**EXCERPTED RECORDS**
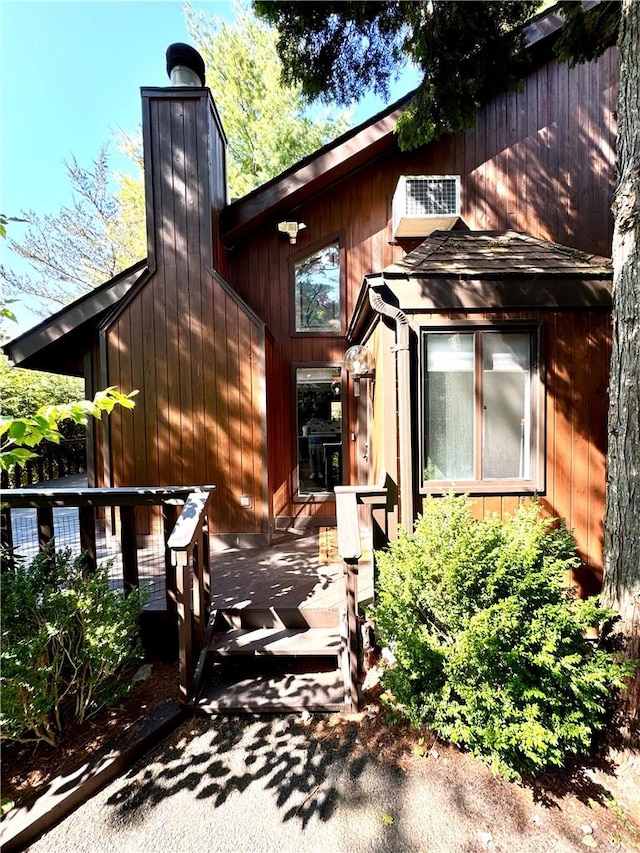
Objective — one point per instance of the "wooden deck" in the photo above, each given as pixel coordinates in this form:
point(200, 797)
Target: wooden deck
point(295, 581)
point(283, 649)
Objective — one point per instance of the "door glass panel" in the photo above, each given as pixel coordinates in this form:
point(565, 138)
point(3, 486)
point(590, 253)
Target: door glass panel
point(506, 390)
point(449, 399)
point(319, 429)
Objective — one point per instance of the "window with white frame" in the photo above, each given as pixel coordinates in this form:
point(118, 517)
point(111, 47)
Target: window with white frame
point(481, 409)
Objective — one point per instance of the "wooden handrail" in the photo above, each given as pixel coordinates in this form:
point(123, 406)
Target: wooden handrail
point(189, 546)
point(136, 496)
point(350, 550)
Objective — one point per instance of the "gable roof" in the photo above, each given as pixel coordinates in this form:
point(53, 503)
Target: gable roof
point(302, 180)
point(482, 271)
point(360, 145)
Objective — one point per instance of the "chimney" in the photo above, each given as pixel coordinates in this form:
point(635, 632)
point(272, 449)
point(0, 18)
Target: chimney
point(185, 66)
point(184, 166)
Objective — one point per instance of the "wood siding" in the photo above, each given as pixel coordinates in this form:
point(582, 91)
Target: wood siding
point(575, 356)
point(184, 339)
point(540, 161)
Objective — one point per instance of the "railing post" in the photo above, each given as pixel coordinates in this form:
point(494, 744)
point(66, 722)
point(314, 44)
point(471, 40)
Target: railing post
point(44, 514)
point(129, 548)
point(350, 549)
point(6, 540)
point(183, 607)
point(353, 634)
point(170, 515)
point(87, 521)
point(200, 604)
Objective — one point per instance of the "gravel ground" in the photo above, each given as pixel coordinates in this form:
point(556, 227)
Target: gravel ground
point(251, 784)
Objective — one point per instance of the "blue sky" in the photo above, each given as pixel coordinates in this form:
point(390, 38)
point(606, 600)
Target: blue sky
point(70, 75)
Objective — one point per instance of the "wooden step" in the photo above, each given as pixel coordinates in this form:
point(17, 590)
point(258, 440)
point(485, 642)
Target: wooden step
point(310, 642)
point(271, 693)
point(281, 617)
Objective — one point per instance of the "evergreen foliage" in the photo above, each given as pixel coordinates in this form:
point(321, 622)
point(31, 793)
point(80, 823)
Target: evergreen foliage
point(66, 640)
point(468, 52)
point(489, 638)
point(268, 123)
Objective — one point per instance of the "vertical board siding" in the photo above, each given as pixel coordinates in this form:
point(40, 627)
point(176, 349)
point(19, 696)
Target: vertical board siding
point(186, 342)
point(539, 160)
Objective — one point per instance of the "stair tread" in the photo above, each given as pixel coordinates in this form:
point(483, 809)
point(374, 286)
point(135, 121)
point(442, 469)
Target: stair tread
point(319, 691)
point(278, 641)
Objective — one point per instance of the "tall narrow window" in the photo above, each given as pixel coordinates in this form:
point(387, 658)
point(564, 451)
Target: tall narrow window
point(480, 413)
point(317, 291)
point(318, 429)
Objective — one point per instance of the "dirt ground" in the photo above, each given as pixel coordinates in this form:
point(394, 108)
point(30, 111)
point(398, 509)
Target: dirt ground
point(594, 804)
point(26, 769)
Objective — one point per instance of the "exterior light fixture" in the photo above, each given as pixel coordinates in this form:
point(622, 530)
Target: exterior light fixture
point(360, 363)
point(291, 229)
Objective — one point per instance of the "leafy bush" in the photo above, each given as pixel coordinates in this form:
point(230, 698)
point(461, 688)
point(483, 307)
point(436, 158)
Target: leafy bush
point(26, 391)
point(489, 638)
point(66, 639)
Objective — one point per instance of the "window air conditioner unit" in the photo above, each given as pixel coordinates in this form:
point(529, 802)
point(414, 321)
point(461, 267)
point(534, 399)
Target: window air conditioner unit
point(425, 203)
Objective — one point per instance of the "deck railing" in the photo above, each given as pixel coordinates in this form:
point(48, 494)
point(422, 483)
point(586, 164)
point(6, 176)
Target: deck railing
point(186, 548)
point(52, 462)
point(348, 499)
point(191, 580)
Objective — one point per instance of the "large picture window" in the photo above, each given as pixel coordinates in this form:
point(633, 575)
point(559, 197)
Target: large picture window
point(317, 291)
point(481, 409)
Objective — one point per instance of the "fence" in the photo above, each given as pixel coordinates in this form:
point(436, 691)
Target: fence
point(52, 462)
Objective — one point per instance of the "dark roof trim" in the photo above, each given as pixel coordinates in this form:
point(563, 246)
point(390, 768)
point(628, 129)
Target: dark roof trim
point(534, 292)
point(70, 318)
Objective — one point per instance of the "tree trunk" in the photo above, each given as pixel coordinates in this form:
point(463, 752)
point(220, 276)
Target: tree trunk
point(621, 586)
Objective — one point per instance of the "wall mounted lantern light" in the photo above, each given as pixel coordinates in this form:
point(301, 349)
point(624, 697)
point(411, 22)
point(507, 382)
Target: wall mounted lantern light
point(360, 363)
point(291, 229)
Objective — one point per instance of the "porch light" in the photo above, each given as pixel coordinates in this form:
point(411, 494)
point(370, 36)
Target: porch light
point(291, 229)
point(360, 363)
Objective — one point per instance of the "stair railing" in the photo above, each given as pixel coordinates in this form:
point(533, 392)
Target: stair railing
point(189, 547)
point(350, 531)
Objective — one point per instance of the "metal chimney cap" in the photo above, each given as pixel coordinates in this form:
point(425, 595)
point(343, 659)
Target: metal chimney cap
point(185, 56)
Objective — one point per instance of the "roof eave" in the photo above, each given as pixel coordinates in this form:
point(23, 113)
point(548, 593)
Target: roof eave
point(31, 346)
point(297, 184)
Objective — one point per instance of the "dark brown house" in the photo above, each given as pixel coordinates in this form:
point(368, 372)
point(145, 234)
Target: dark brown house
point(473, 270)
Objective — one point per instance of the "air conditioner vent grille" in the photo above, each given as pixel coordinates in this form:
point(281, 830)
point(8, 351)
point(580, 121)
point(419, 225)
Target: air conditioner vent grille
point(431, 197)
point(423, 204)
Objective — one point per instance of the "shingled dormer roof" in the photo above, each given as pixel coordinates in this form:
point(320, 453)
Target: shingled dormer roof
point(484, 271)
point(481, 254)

---

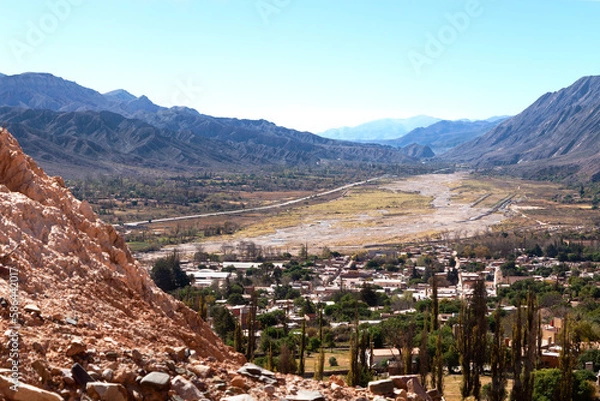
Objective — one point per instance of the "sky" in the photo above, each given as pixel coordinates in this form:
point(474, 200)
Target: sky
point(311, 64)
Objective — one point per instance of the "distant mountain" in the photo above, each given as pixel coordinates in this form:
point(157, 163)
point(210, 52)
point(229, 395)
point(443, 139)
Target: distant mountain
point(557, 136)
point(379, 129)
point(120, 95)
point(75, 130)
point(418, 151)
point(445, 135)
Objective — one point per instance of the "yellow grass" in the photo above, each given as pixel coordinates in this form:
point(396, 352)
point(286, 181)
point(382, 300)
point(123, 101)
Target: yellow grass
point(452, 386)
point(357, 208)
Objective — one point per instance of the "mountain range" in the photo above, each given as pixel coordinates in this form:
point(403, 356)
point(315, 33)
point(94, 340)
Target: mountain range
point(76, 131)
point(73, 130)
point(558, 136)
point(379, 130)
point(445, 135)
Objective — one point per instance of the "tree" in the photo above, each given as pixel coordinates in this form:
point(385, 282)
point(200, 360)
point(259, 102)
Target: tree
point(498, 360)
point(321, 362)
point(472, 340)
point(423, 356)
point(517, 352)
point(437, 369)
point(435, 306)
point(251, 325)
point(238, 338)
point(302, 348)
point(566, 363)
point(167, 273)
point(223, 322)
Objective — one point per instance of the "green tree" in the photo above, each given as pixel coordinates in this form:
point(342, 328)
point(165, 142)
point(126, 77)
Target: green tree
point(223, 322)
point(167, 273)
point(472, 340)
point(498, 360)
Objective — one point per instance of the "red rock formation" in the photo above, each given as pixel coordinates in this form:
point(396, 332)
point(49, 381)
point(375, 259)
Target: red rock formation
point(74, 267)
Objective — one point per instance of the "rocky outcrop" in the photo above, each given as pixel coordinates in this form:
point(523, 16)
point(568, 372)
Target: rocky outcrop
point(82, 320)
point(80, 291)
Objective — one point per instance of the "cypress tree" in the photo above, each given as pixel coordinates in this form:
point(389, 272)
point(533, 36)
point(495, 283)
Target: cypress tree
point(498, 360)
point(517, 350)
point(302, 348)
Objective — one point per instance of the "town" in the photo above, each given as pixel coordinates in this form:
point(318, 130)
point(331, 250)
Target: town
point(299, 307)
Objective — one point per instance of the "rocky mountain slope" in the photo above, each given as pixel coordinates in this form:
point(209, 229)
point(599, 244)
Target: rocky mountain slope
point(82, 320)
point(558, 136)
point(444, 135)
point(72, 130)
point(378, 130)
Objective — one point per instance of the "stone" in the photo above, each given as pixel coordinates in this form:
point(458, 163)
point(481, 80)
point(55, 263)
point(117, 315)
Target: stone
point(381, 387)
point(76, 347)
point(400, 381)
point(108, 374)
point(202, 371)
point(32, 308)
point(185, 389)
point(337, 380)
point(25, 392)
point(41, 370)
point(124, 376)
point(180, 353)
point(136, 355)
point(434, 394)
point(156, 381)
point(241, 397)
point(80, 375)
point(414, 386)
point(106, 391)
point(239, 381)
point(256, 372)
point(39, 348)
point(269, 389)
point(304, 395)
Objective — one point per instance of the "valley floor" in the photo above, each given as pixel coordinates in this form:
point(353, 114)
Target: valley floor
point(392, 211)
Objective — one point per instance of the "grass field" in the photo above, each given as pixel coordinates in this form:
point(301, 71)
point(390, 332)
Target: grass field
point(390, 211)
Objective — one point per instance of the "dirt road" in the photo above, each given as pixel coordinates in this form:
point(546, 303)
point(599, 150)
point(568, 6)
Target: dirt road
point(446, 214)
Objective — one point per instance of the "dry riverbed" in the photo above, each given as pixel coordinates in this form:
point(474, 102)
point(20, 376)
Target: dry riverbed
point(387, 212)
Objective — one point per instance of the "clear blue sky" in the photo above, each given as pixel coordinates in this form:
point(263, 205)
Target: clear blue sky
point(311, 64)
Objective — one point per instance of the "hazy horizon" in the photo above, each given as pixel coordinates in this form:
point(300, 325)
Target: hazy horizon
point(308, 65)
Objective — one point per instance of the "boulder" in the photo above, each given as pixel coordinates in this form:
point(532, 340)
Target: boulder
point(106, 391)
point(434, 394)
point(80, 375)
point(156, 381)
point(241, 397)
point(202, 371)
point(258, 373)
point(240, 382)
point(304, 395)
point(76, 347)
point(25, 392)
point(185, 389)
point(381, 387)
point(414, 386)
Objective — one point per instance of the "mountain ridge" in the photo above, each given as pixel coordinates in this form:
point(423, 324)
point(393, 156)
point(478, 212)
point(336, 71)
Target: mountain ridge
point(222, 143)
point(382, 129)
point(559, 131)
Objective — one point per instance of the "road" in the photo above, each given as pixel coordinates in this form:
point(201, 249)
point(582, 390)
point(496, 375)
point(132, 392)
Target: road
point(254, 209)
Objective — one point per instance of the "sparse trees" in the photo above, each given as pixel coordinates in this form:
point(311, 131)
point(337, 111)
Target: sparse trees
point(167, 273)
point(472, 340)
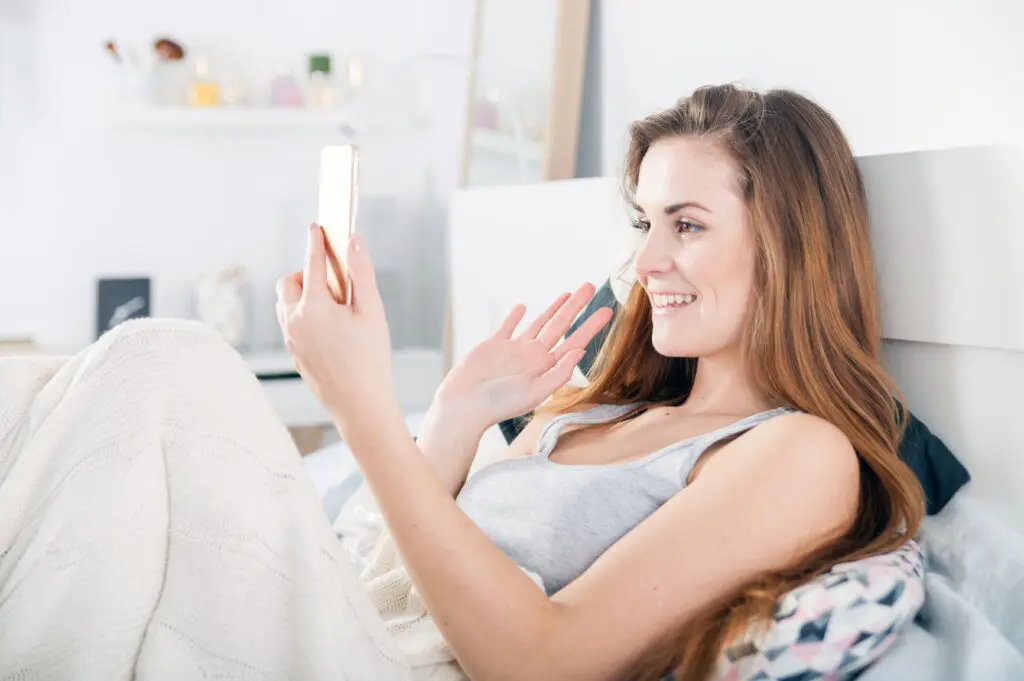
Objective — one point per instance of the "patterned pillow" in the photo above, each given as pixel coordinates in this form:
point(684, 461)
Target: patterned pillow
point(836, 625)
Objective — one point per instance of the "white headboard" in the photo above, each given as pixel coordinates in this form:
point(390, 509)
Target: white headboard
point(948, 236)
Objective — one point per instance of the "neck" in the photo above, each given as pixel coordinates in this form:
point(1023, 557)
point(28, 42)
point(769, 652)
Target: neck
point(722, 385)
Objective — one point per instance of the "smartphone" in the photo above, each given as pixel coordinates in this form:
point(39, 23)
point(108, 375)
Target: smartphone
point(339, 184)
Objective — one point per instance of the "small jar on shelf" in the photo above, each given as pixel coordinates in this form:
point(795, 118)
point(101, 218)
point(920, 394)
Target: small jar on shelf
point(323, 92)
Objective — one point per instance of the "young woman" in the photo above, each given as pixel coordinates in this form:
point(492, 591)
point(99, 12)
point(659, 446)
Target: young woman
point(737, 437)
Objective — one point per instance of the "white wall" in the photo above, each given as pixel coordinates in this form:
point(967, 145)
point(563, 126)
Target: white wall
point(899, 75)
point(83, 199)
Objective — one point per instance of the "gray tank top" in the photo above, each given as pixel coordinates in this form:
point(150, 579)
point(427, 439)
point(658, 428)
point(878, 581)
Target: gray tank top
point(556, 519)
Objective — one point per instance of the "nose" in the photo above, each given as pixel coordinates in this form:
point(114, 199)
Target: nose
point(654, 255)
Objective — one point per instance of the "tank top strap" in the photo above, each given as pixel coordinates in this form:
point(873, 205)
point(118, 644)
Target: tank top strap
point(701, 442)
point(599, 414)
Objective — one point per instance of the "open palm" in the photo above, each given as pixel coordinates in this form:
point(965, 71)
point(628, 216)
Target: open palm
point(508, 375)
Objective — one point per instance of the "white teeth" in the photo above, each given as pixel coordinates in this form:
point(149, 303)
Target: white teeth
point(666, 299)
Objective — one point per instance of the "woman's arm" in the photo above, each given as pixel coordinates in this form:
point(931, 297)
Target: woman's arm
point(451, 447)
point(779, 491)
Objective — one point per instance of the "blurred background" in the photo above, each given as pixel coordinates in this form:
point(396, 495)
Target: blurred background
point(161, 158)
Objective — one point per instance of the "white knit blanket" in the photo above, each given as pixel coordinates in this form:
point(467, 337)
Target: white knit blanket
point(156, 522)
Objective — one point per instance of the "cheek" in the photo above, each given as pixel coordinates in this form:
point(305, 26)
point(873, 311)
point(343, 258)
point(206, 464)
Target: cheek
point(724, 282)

**TASK DESCRIPTION**
Can you pull out every line of the records above that contains the word "narrow"?

**FULL ANSWER**
Objective — one point per instance of the "tall narrow window" in the photo above, each given as pixel coordinates in this form:
Target: tall narrow window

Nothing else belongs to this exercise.